Your response should consist of the lines below, printed exactly.

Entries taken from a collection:
------------------------------------------------------------------------
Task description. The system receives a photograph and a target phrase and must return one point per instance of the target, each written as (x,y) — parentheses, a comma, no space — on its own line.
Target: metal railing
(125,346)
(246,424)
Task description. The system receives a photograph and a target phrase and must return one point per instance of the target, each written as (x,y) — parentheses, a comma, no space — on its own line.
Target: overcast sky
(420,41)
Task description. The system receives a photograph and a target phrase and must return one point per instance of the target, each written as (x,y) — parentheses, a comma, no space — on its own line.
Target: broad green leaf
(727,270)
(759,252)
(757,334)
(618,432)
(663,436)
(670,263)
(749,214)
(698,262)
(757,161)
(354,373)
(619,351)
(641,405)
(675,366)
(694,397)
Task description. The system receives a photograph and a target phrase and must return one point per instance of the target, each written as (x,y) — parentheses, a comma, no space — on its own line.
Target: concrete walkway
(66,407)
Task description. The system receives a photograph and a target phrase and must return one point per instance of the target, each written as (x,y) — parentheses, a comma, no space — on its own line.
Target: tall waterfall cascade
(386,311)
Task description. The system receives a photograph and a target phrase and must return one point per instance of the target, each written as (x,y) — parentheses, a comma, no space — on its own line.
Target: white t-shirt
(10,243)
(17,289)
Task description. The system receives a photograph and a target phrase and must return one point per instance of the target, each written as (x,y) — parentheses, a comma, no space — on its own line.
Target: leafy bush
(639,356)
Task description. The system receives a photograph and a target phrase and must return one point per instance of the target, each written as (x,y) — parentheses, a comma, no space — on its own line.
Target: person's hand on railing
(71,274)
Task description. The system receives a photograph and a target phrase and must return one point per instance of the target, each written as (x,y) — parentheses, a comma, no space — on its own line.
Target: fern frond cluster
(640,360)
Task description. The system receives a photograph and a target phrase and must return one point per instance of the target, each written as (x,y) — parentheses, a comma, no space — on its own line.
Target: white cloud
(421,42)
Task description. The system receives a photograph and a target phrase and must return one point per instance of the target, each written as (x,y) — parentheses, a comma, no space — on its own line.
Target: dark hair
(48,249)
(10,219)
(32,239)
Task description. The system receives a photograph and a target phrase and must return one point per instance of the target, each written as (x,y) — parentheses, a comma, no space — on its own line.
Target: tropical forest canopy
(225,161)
------------------------------------------------------------------------
Solved exercise:
Task description. The system receives a photograph and a target phrase and must return one point per instance of the target, each written as (x,y) — parentheses, a comma, no space — on its own line.
Target: metal railing
(125,346)
(246,424)
Task description. The system receives a photograph and a target phrase and must return one point per instance of the target, each written as (x,y) — parentheses, a comma, no space — on its own line.
Target: overcast sky
(420,41)
Task description. The system receives a photograph and a target phrase and must return one point per instance of the target, each written as (x,y) — parentheses, a comma, no space — on its own line.
Target: broad green leaf
(727,270)
(759,252)
(757,334)
(618,432)
(663,436)
(670,263)
(749,214)
(698,262)
(757,161)
(354,373)
(619,351)
(641,405)
(675,366)
(694,397)
Task description. The system receives a photograph and a target phrase and must return one point per instance of the target, each written as (x,y) — parentheses, a comma, no space — on its own line.
Target: concrete walkway
(66,407)
Task description. The system receives a photograph and a target phrase and must return one point per instance of the target, each written as (x,y) — parentheses, a comma, no space — on its own line.
Target: tall waterfall cascade
(386,311)
Task description. The system receives a photograph and a target phrase and must return one point per instance of the target, each written as (x,y) — parentheses, a comma, no space — on its own line.
Target: white t-shirt
(10,243)
(17,289)
Task description. The system receives a photograph and a target phrase and must return one point per instance of the target, each written as (x,y) — parentheses, a comma, no space — on its own line.
Target: leafy bush
(639,356)
Task description. The system receives a photograph and a target phrase and must return one point per instance of the target, each written as (x,y) — parentheses, a comma, no space — on its own line.
Target: person's hand on railing
(71,274)
Task description. The system receives a photograph and a target phrase and must return one point per instance of the target, each written as (x,y) — parentheses, a comma, no space — on its own line.
Target: fern frond cluster
(640,360)
Task description. The system receives a photograph and a target phrase and must return one point per instance of the target, each written as (x,y) — parentheses, a comma, no space — on its own line.
Target: white cloud
(421,42)
Task description. The system receives a photograph and a target phrase and must return one point per instance of the target, each written as (x,y) — parentheses, a comma, no space — on its own line.
Target: dark hair
(48,249)
(10,219)
(32,239)
Task description. The system receives a photograph and a target phrase and must return one point per instance of the target, each written as (x,y) — parentheses, a comma, no space — on its own line.
Target: tropical forest canopy
(225,161)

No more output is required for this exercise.